| Teks Bacaan |
________________________________________

Minggu, 01 Januari 2017

Kematian dan Kesalahpahaman

when-the-tree-dies
pic.pilpix.com
Oleh Reza A.A Wattimena
Masih teringat jelas di kepala saya, ketika saya diberikan penjelasan, bahwa Bobo, anjing kesayangan saya, meninggal. Saya masih kecil, dan belum sungguh paham, apa artinya, jika sesuatu itu meninggal. Apakah dia menghilang? Begitu pertanyaan saya.
Mbak Inah, pembantu di keluarga kami yang sudah kami anggap sebagai keluarga sendiri, hanya berkata, “Bobo sudah pergi ke surga, Sinyo.” Surga? Tempat apa itu. Yang saya tahu, bobo kini hidup di taman depan rumah kami bersama dengan pohon dan rumput yang tumbuh di situ.
Setelah itu, beragam peristiwa terkait dengan kematian mulai menjadi pertanyaan buat saya. Diawali dengan kematian kakek dari tetangga saya. Kami mengenalnya sebagai “Engkong baik hati” yang suka memberikan kue dan permen untuk kami, anak-anak kecil yang suka berlarian di depan rumahnya. Yang paling puncak dan memukul saya adalah kematian ayah saya yang begitu mendadak pada 2014 lalu.
Antara Ketakutan dan Harapan
Dihadapkan pada pertanyaan tentang kematian, banyak orang dikepung oleh ketakutan. Mereka membayangkan peristiwa perpisahan dengan apa yang mereka anggap berharga dalam hidup. Ada yang membayangkan neraka yang penuh dengan api panas, dan ada yang membayangkan surga yang penuh dengan buah manis. Kecemasan dan ketakutan terselip di balik dua bayangan itu.
Orang lalu terpaku untuk hidup sehat, guna memperlambat kematian. Mereka berolahraga dengan giat, serta terobsesi dengan segala macam program kesehatan, mulai dari diet ala Dedi Corbuzier sampai dengan membeli peralatan fitness pribadi untuk di rumah. Di balik segala usaha yang sekilas tampak mulia itu, sesungguhnya ada ketakutan yang tak pernah bisa dilepas.
Kita juga sedih dan takut, ketika mendengar berita kematian. Kita merasa sedih, ketika membaca berita kematian, akibat perang yang tak henti-hentinya di Timur Tengah. Kita merasa sedih, ketika mendengar, teman dekat atau saudara kita meninggal. Kematian mengundang beragam emosi yang seringkali sulit dikendalikan.

________________________________________

| Soal Singkat 1 |
Kutip bagian esai tentang kematian mulai dari "Orang lalu terpaku" sampai dengan "pernah bisa dilepas.", tanpa mengubah satu kata pun.

________________________________________

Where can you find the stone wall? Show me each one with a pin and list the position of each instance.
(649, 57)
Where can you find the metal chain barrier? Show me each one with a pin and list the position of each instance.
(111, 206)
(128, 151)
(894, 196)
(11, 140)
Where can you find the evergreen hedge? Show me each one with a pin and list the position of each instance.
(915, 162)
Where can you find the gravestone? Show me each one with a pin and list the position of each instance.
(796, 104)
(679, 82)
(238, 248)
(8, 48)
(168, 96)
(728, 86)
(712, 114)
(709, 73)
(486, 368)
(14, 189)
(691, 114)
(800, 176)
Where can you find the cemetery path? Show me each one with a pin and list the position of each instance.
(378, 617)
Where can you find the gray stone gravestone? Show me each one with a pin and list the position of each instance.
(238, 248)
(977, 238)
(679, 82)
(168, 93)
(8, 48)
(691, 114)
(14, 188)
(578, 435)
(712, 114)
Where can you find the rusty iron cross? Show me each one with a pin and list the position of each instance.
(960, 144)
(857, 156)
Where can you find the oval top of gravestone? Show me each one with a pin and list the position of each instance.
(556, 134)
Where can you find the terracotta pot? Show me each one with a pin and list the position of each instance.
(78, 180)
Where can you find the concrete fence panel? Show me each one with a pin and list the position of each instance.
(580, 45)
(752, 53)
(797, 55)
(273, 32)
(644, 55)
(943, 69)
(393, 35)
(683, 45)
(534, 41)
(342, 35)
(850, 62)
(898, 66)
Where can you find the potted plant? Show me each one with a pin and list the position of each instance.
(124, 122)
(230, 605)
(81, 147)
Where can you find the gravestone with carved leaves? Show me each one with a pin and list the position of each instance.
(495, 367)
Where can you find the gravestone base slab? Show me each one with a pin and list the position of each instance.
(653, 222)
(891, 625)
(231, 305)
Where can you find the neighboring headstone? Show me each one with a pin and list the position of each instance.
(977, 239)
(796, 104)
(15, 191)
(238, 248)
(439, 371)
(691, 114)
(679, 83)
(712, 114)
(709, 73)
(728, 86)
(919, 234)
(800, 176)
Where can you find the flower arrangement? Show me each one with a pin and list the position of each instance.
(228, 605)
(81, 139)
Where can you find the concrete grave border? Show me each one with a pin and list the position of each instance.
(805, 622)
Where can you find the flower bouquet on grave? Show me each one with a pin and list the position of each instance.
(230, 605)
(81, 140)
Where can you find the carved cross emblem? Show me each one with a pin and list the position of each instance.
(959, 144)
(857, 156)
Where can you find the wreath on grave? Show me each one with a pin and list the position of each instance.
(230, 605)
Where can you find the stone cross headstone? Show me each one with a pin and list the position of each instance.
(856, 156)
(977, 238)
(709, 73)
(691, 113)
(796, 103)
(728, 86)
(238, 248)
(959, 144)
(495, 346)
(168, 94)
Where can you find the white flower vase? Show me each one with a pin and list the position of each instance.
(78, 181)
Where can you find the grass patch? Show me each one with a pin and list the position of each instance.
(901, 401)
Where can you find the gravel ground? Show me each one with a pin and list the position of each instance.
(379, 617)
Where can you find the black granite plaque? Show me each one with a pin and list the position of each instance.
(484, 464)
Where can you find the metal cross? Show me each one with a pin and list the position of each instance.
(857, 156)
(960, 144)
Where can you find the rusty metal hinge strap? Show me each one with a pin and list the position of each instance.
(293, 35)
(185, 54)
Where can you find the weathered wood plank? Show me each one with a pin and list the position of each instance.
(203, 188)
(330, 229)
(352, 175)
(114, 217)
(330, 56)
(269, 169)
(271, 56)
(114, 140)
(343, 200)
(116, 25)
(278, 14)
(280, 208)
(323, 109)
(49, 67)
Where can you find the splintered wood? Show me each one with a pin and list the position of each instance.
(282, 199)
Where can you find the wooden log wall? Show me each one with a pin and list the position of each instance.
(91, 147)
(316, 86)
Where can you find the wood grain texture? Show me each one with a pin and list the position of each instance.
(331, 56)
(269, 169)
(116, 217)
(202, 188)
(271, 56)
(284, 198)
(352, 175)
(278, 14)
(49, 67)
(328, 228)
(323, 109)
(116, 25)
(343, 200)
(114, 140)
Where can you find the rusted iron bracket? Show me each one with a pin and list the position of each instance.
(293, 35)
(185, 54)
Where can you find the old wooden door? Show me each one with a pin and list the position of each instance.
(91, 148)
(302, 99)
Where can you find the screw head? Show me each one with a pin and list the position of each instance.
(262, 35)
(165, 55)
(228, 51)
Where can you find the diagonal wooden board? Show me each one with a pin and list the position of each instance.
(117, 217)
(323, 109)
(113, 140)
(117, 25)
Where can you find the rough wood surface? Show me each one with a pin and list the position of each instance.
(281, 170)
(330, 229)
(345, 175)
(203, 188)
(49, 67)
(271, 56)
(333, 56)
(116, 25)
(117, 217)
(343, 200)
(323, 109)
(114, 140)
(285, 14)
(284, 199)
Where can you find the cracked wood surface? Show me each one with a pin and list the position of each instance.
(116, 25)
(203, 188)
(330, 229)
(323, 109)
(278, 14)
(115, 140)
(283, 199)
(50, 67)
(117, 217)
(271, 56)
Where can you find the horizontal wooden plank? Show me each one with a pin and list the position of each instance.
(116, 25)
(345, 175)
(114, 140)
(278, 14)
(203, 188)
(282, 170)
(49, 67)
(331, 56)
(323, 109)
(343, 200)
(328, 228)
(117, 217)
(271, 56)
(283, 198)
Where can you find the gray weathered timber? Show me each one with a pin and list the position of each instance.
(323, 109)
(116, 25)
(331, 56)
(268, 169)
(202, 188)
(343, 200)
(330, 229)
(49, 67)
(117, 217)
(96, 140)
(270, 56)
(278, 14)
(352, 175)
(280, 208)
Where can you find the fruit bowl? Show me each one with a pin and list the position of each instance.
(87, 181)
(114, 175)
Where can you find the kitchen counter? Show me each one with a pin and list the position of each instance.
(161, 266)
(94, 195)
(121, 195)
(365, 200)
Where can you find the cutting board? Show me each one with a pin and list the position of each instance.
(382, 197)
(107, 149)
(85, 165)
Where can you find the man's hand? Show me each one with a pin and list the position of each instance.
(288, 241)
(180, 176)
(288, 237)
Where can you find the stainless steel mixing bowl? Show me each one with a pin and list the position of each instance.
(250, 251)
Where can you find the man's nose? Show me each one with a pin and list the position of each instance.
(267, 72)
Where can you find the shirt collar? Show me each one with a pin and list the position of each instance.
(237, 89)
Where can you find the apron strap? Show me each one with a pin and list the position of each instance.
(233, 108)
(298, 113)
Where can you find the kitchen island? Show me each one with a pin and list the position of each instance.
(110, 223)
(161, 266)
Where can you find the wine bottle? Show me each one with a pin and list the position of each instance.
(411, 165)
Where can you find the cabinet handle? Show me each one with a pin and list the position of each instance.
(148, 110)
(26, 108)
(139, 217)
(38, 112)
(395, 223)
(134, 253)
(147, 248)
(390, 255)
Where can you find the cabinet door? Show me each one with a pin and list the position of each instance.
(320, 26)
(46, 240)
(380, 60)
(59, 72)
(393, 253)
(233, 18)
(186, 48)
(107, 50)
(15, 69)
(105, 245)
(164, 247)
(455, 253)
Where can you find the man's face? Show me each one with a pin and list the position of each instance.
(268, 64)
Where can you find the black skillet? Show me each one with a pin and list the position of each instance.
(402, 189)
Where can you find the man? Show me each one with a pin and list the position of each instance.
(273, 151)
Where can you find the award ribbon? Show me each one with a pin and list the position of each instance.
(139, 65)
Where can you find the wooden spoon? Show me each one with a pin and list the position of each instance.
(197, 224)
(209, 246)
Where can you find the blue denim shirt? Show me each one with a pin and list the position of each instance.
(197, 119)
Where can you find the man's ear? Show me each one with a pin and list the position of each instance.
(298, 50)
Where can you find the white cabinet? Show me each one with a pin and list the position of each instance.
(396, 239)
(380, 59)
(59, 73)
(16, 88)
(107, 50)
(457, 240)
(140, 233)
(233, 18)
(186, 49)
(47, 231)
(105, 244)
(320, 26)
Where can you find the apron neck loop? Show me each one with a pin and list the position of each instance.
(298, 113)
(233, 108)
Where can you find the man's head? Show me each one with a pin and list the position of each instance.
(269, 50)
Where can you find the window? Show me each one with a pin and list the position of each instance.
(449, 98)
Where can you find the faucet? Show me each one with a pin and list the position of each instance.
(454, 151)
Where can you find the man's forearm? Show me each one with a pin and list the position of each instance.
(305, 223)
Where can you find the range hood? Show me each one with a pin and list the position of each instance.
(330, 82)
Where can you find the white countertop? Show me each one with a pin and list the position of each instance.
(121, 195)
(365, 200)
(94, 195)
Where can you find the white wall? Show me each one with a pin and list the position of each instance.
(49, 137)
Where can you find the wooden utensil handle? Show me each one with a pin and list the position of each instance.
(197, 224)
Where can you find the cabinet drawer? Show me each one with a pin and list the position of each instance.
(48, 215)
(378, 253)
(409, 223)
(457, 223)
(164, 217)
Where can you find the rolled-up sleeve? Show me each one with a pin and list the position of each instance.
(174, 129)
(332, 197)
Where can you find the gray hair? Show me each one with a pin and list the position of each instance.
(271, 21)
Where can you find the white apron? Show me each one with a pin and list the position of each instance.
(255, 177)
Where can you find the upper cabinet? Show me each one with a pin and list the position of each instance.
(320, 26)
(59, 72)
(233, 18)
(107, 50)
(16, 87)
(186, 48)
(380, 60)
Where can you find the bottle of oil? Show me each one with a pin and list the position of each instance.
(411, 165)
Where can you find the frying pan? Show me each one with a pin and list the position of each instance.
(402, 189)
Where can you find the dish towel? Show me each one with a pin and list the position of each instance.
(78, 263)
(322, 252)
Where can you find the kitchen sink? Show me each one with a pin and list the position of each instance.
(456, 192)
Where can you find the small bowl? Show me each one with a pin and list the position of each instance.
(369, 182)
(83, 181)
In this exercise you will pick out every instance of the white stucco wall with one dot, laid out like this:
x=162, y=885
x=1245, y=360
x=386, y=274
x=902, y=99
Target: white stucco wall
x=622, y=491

________________________________________

| Soal Singkat 2 |
Cetak ulang baris-baris dari catatan di atas, mulai dari baris yang memuat "In this exercise" sampai dengan baris terakhir catatan itu.

| Pembahasan Jawaban 1 |
Orang lalu terpaku untuk hidup sehat, guna memperlambat kematian. Mereka berolahraga dengan giat, serta terobsesi dengan segala macam program kesehatan, mulai dari diet ala Dedi Corbuzier sampai dengan membeli peralatan fitness pribadi untuk di rumah. Di balik segala usaha yang sekilas tampak mulia itu, sesungguhnya ada ketakutan yang tak pernah bisa dilepas.

| Pembahasan Jawaban 2 |
In this exercise you will pick out every instance of the white stucco wall with one dot, laid out like this:
x=162, y=885
x=1245, y=360
x=386, y=274
x=902, y=99
Target: white stucco wall
x=622, y=491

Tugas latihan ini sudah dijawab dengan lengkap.